**PROBLEM**
Scan the records that follow, and whenever a line has the word "driftwood", copy it.
++++ TASK INPUT ++++
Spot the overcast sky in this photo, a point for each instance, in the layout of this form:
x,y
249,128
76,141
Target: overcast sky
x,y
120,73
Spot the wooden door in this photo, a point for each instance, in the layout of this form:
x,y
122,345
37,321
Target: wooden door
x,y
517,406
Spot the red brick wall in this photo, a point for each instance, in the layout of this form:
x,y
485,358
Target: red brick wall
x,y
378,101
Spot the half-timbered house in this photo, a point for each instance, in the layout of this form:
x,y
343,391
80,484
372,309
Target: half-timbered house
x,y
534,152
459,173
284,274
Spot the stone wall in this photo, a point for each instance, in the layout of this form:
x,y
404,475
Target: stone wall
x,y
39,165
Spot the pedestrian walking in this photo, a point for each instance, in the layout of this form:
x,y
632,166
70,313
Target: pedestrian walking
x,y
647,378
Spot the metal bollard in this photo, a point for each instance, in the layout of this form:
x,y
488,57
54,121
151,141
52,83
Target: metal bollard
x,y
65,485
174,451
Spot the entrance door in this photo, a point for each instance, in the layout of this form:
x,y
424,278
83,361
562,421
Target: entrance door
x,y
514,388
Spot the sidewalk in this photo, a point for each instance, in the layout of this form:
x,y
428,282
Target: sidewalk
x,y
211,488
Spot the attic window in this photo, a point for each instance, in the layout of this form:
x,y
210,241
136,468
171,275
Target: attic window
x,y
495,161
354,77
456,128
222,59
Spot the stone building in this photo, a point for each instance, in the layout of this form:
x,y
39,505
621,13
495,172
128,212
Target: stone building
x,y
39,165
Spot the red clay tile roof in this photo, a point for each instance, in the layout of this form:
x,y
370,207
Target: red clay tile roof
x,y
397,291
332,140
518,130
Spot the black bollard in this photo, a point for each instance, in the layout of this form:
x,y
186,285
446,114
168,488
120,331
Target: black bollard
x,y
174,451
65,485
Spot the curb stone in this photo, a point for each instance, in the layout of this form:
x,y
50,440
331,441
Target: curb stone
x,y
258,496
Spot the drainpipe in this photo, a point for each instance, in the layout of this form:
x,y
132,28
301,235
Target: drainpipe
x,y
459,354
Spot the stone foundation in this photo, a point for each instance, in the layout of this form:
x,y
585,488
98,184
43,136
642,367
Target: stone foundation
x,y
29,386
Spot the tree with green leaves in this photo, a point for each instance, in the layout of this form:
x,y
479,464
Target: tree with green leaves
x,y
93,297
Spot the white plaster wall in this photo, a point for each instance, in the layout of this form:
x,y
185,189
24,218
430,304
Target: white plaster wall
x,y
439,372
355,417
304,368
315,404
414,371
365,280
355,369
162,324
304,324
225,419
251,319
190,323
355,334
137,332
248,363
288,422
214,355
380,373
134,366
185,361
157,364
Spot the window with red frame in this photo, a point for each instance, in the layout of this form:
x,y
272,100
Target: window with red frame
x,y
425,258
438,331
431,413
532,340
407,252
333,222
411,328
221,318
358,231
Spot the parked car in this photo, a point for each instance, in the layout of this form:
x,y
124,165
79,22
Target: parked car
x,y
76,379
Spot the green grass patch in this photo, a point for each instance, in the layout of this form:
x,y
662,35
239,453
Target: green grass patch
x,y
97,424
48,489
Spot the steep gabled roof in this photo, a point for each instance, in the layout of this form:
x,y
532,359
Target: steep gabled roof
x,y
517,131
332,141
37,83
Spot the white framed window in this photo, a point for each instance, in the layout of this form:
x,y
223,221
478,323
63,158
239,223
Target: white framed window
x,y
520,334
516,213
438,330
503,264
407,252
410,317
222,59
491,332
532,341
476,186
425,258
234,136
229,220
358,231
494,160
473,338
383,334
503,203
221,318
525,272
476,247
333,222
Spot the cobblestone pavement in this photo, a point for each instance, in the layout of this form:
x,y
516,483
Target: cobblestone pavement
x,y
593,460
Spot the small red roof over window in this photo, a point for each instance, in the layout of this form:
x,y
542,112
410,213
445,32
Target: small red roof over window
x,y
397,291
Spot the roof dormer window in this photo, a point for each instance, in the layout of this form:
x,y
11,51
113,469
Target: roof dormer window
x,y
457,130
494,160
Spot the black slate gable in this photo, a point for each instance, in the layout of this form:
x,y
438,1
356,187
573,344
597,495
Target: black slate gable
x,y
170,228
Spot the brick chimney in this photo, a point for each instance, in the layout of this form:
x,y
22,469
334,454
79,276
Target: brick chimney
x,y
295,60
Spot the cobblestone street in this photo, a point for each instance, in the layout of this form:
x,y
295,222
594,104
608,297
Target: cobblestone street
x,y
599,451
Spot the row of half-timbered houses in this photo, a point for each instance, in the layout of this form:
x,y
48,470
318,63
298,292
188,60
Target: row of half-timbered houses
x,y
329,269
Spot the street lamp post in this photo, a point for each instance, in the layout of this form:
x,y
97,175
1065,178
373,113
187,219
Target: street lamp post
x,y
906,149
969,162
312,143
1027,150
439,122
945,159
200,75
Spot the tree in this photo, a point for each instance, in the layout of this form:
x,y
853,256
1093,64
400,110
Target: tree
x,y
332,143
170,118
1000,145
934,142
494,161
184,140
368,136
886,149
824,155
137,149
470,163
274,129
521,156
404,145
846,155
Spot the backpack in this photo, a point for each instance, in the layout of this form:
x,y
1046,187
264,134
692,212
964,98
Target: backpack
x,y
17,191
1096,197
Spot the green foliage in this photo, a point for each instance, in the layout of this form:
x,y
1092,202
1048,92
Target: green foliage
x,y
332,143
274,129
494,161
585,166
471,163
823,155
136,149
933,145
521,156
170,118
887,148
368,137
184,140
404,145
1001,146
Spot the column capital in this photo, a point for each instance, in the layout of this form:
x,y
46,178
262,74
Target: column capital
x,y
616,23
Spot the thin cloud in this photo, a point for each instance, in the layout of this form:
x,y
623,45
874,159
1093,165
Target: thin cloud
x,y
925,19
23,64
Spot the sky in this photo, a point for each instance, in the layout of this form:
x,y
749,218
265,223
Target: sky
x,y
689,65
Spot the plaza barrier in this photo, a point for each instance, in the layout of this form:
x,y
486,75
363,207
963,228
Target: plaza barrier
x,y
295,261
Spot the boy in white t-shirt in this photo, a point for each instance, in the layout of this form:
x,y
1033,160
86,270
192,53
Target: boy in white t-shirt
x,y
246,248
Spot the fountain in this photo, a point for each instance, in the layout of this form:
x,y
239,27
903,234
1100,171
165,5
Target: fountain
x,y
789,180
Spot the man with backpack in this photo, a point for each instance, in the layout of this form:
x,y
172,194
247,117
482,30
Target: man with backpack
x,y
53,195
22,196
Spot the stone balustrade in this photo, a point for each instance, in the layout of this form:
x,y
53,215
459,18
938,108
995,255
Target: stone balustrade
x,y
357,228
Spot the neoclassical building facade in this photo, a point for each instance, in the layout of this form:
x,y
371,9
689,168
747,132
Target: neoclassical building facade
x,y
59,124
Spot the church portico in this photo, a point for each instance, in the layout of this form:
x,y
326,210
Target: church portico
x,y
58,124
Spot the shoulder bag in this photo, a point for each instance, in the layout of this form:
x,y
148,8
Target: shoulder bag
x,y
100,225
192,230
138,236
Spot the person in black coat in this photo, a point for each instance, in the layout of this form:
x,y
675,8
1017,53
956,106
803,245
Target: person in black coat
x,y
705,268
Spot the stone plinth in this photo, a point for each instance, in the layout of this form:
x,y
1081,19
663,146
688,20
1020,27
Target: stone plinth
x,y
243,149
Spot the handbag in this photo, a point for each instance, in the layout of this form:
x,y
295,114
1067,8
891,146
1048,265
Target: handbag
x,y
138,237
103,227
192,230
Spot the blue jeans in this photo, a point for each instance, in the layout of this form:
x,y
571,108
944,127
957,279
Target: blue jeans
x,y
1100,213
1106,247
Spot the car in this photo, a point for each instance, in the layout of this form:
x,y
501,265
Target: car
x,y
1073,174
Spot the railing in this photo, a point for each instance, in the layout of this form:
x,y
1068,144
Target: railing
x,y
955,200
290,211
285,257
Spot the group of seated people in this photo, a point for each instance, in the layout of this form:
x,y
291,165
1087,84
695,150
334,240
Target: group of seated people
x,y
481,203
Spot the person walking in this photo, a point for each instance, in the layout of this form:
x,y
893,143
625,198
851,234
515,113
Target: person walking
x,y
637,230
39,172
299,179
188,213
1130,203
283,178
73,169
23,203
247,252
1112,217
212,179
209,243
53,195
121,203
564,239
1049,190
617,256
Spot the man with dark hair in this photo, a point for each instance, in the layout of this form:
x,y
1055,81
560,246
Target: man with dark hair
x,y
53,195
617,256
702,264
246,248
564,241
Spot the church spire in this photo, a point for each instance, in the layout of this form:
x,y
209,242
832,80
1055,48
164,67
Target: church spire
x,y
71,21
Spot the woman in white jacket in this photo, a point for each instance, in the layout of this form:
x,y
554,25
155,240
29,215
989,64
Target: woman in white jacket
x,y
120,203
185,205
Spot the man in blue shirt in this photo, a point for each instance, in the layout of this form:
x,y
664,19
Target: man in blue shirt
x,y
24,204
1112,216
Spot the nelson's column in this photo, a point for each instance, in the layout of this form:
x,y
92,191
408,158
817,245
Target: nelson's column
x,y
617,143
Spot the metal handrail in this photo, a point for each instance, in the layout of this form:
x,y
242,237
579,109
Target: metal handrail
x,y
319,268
++++
++++ TASK INPUT ++++
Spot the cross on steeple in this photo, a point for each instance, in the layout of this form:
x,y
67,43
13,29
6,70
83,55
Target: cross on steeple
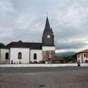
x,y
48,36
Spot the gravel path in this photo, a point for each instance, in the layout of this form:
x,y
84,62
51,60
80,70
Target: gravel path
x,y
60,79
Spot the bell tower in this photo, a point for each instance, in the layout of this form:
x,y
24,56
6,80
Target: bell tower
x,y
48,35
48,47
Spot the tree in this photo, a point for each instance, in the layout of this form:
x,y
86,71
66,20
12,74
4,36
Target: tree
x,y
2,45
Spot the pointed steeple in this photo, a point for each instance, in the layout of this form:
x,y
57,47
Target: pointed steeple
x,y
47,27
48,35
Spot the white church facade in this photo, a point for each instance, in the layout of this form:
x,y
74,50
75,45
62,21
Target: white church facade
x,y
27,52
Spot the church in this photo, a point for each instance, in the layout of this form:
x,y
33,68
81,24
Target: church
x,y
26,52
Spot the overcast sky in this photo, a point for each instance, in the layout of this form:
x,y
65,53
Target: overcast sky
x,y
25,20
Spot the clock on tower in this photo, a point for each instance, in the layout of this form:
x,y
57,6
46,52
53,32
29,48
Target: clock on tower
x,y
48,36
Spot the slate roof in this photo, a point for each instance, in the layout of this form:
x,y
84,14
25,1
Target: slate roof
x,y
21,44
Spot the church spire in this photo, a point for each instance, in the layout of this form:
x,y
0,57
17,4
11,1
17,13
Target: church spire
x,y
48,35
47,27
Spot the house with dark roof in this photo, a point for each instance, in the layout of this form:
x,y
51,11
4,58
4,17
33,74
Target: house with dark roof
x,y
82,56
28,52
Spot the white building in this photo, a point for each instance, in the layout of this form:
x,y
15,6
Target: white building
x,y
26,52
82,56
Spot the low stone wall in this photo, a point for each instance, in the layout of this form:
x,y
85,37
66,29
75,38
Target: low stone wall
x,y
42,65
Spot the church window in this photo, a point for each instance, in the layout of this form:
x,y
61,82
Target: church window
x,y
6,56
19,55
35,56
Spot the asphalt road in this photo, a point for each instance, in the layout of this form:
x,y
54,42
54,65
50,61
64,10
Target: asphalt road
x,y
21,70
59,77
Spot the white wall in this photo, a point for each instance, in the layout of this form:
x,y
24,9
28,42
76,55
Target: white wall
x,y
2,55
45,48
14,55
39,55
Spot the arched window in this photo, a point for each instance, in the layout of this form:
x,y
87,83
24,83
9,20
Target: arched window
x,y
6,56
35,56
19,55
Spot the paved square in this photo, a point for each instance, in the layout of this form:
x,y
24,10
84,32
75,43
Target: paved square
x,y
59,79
++++
++++ TASK INPUT ++++
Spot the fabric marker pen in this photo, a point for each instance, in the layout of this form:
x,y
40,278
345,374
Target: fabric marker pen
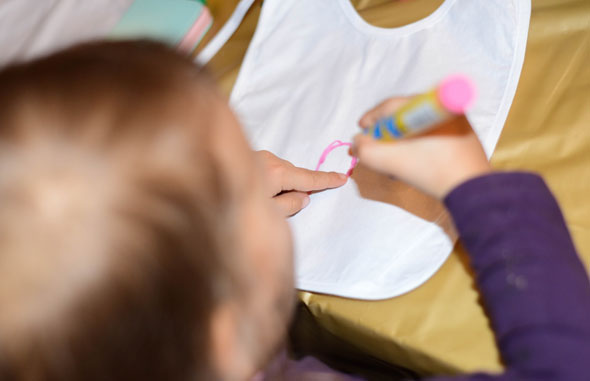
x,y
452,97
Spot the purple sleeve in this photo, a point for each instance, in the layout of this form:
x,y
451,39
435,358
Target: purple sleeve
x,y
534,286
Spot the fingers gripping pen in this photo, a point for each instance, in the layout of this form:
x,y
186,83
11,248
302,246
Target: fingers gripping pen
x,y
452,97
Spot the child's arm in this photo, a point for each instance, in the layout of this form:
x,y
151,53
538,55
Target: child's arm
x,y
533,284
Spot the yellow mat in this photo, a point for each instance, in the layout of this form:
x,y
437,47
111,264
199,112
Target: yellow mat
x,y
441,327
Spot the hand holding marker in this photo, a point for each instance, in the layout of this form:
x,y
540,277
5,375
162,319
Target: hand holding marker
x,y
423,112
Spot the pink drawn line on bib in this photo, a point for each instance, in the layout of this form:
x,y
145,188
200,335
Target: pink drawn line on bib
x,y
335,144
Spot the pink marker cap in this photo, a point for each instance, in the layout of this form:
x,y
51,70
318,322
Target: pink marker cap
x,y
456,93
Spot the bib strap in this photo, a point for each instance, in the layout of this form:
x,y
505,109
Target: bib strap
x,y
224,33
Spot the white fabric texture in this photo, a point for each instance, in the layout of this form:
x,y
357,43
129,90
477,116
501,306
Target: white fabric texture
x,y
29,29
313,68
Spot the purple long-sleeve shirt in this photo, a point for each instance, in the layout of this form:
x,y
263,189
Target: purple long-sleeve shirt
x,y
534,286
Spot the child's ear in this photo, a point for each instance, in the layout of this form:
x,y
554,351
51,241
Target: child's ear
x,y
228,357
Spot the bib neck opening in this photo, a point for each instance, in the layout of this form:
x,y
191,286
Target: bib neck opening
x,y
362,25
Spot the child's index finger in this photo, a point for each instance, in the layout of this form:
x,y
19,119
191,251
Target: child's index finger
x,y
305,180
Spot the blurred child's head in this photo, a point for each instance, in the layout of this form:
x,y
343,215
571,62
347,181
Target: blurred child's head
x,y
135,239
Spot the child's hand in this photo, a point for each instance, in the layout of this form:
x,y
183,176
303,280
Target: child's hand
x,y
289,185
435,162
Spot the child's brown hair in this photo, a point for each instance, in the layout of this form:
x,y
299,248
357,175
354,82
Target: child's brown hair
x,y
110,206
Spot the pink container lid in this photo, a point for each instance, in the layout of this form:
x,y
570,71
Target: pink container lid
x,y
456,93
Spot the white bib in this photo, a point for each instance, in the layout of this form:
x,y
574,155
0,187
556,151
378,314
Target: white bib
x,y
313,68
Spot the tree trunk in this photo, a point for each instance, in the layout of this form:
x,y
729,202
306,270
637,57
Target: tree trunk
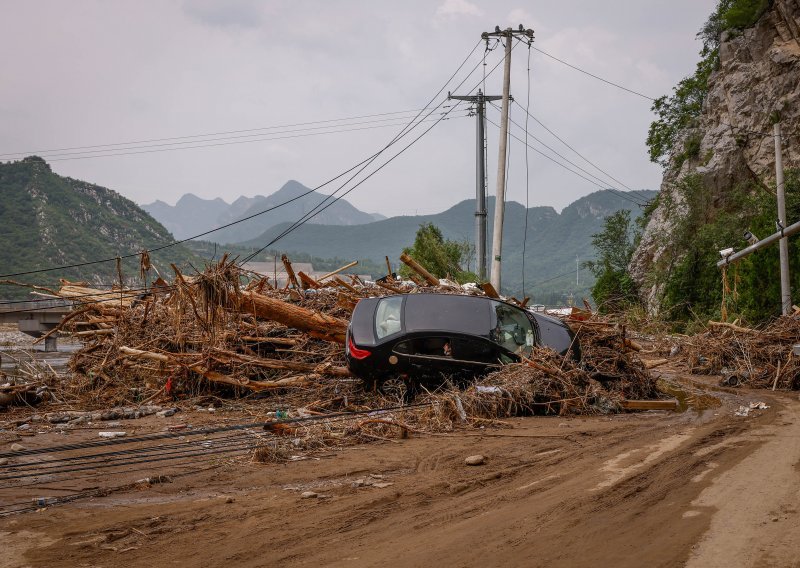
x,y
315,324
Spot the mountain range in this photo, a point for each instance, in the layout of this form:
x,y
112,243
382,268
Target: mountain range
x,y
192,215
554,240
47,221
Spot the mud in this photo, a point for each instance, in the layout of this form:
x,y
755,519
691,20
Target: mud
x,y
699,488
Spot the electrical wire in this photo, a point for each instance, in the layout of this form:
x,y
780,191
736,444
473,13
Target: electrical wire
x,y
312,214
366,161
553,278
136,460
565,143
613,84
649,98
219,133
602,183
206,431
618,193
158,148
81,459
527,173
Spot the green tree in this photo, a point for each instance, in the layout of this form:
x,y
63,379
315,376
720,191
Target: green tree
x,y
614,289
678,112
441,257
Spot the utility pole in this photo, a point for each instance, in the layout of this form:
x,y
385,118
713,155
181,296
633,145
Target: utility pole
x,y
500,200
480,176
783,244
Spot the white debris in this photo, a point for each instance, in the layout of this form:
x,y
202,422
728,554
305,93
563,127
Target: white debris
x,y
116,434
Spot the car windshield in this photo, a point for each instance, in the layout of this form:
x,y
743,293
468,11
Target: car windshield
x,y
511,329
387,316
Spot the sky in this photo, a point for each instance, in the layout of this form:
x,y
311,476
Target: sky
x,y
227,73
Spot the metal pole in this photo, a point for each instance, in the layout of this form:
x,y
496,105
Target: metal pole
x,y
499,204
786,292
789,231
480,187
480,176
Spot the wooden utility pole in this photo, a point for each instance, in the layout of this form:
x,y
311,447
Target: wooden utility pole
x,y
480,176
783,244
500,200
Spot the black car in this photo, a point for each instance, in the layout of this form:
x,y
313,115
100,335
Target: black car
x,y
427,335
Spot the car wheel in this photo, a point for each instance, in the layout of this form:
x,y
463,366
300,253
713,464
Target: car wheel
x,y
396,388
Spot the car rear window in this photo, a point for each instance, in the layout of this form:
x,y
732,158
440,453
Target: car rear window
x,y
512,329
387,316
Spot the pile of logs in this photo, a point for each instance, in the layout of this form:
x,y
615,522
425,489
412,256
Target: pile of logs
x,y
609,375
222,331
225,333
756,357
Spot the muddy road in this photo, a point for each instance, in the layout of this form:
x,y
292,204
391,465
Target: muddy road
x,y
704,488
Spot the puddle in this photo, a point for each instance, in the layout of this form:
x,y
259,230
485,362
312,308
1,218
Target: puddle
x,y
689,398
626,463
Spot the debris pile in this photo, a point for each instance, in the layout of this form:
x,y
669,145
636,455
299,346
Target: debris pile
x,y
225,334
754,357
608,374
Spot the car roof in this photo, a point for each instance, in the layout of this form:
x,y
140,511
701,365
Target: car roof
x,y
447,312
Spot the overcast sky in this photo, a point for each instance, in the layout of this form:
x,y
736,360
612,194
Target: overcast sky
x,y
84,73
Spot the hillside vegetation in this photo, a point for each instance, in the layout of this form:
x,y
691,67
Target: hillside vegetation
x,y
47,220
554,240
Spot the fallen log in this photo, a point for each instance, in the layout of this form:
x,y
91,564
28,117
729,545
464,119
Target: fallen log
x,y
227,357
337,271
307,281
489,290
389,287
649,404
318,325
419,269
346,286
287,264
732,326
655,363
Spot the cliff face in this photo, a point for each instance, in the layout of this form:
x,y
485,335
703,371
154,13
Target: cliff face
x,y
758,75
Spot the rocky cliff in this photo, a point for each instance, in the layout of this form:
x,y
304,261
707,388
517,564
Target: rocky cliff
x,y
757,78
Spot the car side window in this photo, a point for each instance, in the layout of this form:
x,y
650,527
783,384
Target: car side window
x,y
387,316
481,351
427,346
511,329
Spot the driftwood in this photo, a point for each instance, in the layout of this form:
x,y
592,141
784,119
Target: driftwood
++++
**SOLUTION TO THE PROBLEM**
Spot the driftwood in this photo, a point for each instance, in the layout of this form:
Target: driftwood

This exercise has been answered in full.